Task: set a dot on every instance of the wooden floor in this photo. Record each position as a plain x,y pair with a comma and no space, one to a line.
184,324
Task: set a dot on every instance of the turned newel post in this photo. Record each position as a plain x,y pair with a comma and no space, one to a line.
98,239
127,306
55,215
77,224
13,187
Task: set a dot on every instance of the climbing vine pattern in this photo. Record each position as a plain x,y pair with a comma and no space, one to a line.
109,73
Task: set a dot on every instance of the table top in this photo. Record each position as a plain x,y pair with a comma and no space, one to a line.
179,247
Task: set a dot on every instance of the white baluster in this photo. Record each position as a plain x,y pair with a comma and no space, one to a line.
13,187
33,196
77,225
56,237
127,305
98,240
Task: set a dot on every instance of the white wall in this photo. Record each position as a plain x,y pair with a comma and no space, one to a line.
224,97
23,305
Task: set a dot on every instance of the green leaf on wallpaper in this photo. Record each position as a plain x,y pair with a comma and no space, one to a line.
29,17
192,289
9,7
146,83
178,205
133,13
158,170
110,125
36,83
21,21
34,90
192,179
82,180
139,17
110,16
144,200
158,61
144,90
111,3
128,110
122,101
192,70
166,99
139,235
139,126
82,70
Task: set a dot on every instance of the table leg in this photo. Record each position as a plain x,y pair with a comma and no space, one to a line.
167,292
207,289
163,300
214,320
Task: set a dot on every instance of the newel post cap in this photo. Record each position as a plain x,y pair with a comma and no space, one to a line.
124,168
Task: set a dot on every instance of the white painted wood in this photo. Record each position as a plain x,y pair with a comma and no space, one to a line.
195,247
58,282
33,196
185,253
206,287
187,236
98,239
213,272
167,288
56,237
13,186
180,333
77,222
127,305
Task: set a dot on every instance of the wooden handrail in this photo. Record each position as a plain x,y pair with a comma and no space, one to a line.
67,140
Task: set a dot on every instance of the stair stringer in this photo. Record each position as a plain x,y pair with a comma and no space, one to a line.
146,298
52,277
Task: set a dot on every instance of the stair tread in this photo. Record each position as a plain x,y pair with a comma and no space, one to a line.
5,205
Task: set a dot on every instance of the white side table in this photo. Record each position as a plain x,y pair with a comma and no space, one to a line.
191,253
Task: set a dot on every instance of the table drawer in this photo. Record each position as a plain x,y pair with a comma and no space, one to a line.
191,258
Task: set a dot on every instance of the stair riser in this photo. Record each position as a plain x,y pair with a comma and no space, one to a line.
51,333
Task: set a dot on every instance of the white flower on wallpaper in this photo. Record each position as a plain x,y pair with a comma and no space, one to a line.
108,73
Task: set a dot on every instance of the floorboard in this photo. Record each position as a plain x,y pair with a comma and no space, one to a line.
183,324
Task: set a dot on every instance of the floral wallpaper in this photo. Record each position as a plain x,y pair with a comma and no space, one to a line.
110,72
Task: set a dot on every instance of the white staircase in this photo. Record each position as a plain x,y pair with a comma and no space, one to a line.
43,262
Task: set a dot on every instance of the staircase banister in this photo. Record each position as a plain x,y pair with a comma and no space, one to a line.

== == ==

_PROBLEM DETAILS:_ All of the records should be repeated precisely as written.

_WRITTEN RESPONSE:_
Task: set a dot on every instance of the wooden floor in this photo. Record each position as a plain x,y pair with a comma and no space, one to a line.
184,324
Task: set a dot on every instance of the turned newel post in this photo. Record each position as a plain x,y pair with a comma and no space, one to a line.
98,239
127,306
55,215
77,224
13,187
Task: set a dot on every instance of the climbing vine pattern in this photo. Record each position as a plain x,y pair with a comma and no space, one to a line.
109,73
Task: set a dot on every instance of the table top in this photo. Record each position as a plain x,y pair with a comma and no space, one to a line.
179,247
Task: set a dot on every instance of the white baluster in this photo. Record each position as a plain x,y pair with a comma and no space, one to a line.
13,187
33,196
77,225
56,237
127,305
98,240
Task: set a dot on every instance of the white wall in this photo. Record each position as a plain x,y pair with a comma and no space, one to a line.
224,97
23,305
Task: set a dot on every instance of the green leaf on wallpaper in this photo. Record each position as a plain x,y pair with a comma and no space, one to a line.
29,17
192,289
9,7
146,83
178,205
133,13
158,170
110,125
36,83
21,21
34,90
192,179
82,180
139,17
110,16
144,200
158,61
144,90
111,3
128,110
122,101
192,70
166,99
139,235
139,126
82,70
Task: set a dot on every instance of the table leg in this photo. Record each position as a plain x,y pair with a comma and no space, one to a line.
167,292
207,289
163,300
214,320
Task: set a dot on every instance of the newel post cap in this photo. Record each position as a plain x,y pair with a comma and no space, one to a line.
124,168
Task: set a dot on every instance of the white painted wood in this photo. Record each position as a plain x,y pair with a comma and no space, one to a line.
195,247
58,282
33,196
185,253
206,287
187,236
98,239
213,272
167,288
56,237
13,186
180,333
77,222
127,305
Task: set a dot on every instance of the wooden handrail in this photo. Record each position as a plain x,y pair with a comma and no space, one to a line.
67,140
Task: set a dot on every instance of the stair stringer in this photo. Record each position as a plain x,y pair with a comma and no space, one to a line.
146,298
52,277
Task: set a dot on every instance of the stair tread in this photo. Record each position as a plain x,y pair with a comma and no space, one to a line.
5,205
Task: set a dot on every instance of the white side table in this photo. Record each position as a plain x,y pair with a comma and no space, one to a line.
191,253
Task: set a dot on every instance of the table drawer in this photo. Record each position as a plain x,y pair with a comma and no space, one to a line.
191,258
Task: set a dot on every instance of the stair riser in this photo. Record each position as a plain x,y pair with a comma and no space, one to a line.
51,333
Task: set a dot on every instance of the white flower on wallpaper in this photo. Record each position as a plain x,y pair with a comma and no space, one to a line.
108,73
Task: set a dot on every instance of the floorboard in this photo. Record each position as a plain x,y pair with a comma and no space, one to a line.
183,324
Task: set a dot on every instance of the floral wallpaper in this photo. Record each position as a plain x,y pair with a comma and no space, one to a line.
110,72
Task: set a dot on every instance of the white staircase in this photo. Record each position as a plain x,y pair with a comma and no space, one to a line.
43,262
Task: set a dot on every instance of the staircase banister in this photo. Record each position as a plain x,y pair with a comma and no space, one to a line.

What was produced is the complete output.